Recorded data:
========================================

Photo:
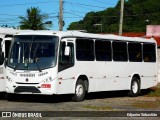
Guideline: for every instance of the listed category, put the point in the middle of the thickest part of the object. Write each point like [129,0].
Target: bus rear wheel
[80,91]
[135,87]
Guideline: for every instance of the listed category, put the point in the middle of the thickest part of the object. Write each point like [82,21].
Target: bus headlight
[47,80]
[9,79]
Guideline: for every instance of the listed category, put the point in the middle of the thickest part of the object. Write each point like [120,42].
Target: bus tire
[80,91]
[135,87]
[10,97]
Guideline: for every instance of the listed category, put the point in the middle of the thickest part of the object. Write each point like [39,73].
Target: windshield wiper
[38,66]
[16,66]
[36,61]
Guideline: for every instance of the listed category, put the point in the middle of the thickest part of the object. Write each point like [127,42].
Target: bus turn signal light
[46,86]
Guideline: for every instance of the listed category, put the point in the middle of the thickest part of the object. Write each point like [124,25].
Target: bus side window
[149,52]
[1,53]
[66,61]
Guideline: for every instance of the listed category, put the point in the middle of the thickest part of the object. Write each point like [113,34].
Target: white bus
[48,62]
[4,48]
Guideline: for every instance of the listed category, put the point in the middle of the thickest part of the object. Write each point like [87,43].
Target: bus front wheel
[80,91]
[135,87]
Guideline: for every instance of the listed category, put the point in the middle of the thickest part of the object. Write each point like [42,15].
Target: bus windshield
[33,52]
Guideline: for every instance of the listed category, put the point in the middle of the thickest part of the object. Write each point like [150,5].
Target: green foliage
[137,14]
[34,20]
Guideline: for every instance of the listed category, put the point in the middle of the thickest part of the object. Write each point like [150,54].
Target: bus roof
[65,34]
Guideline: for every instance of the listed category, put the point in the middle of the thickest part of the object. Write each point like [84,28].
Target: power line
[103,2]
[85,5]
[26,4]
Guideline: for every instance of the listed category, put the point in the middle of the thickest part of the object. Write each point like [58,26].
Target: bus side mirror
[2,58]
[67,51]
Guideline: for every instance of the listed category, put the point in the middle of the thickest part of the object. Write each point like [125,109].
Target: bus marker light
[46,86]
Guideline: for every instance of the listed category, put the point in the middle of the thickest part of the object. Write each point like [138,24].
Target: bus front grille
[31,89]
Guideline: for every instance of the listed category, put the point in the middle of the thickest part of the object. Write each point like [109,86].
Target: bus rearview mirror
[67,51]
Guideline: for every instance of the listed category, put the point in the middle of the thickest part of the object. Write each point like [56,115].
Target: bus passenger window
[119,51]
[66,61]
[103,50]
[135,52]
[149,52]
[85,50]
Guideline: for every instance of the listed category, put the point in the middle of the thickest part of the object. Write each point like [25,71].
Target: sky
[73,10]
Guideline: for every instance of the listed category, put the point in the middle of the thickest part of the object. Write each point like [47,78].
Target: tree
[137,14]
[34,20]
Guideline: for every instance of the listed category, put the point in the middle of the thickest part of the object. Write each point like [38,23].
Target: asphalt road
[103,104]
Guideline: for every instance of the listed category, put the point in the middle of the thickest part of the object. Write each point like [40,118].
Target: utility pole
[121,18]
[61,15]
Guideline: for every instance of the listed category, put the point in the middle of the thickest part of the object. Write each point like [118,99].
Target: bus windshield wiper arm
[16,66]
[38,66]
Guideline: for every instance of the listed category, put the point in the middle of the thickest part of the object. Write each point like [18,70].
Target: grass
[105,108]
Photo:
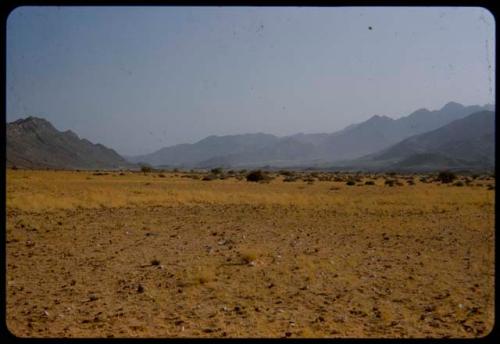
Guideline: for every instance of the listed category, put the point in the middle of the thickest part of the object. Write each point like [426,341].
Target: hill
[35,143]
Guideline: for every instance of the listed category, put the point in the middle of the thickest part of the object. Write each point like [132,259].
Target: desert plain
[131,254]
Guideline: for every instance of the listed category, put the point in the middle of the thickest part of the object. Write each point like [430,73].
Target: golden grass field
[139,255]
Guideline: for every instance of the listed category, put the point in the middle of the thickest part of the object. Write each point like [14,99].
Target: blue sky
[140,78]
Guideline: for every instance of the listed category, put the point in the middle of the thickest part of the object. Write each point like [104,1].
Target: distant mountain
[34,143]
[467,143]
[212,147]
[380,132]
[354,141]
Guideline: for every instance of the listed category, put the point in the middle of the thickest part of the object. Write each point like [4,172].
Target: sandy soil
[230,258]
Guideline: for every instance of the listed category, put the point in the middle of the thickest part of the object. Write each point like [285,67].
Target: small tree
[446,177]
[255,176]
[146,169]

========================================

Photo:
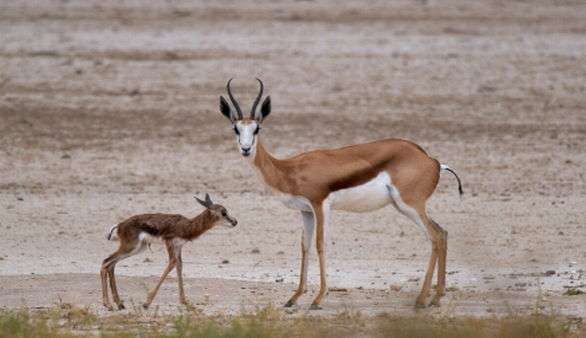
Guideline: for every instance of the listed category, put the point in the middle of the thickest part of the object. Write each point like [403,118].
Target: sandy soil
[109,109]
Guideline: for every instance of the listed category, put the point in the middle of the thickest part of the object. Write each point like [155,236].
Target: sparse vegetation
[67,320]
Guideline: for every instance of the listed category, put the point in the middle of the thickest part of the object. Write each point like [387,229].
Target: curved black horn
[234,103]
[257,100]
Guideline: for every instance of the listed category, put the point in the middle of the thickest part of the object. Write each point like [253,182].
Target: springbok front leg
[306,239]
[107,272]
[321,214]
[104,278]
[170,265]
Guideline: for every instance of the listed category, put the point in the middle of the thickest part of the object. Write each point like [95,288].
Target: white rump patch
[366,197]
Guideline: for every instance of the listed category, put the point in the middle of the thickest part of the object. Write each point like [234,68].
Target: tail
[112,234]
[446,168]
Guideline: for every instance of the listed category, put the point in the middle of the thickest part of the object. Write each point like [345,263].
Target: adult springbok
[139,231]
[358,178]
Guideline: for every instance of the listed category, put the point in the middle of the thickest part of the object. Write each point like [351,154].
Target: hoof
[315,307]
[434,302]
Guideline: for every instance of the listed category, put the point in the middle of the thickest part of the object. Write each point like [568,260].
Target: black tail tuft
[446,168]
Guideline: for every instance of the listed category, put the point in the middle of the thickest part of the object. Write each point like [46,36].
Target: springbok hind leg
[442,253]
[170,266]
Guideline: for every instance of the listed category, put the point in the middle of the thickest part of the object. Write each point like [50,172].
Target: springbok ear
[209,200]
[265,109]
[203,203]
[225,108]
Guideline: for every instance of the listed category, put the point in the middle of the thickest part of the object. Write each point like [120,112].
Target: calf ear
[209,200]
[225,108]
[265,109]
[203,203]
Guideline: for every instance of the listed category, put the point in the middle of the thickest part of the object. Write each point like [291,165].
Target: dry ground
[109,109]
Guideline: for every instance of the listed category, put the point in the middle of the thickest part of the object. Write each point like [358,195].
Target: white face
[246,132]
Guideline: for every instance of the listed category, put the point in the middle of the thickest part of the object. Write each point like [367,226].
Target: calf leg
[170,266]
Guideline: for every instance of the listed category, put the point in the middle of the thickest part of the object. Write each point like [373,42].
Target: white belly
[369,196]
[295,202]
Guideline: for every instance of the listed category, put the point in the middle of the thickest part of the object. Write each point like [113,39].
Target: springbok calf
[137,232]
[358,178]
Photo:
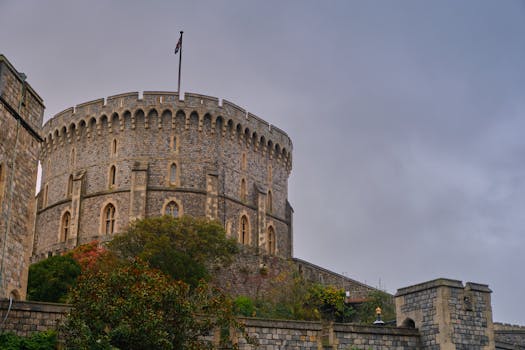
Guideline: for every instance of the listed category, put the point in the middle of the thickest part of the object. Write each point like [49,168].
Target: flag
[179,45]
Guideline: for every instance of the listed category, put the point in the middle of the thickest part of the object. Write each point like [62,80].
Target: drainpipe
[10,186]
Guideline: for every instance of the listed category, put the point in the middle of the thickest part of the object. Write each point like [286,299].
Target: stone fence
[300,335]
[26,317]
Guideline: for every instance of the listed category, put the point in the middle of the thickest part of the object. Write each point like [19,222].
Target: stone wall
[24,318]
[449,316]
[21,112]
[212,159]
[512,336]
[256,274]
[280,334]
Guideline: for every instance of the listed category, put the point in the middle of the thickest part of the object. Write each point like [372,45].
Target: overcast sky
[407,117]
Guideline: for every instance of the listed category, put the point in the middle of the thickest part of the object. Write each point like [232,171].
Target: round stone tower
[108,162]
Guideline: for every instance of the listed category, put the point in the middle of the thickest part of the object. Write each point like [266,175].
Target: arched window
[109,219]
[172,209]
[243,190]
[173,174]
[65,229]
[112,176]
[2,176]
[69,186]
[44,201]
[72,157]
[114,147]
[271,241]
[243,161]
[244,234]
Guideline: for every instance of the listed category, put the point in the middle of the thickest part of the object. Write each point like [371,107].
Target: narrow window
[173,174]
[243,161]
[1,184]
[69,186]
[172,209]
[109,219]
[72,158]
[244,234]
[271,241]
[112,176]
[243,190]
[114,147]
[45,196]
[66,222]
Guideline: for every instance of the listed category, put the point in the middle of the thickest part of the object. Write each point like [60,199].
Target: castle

========================================

## Objective:
Lay out the lines of the records, from the line containing "point like [371,107]." through the line containing "Target: castle", inclusive, as a JSON list of strings with one string per line. Leave out any blank lines.

## Right answer:
[
  "Guideline: for every instance of the listed category, put the point in the middle of the thickest part of the object. Write each point like [371,107].",
  "Target: narrow window",
  "[173,174]",
  "[243,161]",
  "[1,184]",
  "[69,186]",
  "[172,209]",
  "[109,219]",
  "[72,158]",
  "[244,234]",
  "[271,241]",
  "[112,176]",
  "[243,190]",
  "[114,147]",
  "[45,196]",
  "[66,222]",
  "Guideline: for every instance of the listed category, put the point in the middle of the thickest part of the object. Write each point like [60,199].",
  "Target: castle"
]